# Exercise description:
Can you swap "corridor-flow study" for "traffic-flow study" in the part of the listing that opens with the line containing "sign in the photo above." and runs to the end of the listing, and give back only those lines, otherwise unchanged?

# Coordinate annotation entries:
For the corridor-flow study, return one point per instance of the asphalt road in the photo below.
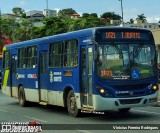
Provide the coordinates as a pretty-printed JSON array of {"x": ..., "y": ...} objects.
[{"x": 56, "y": 118}]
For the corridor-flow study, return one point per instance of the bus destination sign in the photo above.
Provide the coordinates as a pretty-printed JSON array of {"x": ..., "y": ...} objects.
[
  {"x": 129, "y": 35},
  {"x": 123, "y": 35}
]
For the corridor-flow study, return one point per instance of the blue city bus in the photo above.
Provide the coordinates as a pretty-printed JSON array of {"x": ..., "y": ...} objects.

# Final answer:
For the traffic-flow study, return one point per instance of the bus destination sign in the photo above.
Provide the coordinates as a pretty-printed JSON array of {"x": ..., "y": ...} objects.
[
  {"x": 129, "y": 35},
  {"x": 123, "y": 35}
]
For the traffic-flow study, return one point per instance of the blue city bus in the photo above.
Provide the coordinates as a pretty-printed JSON array of {"x": ..., "y": ...} objects.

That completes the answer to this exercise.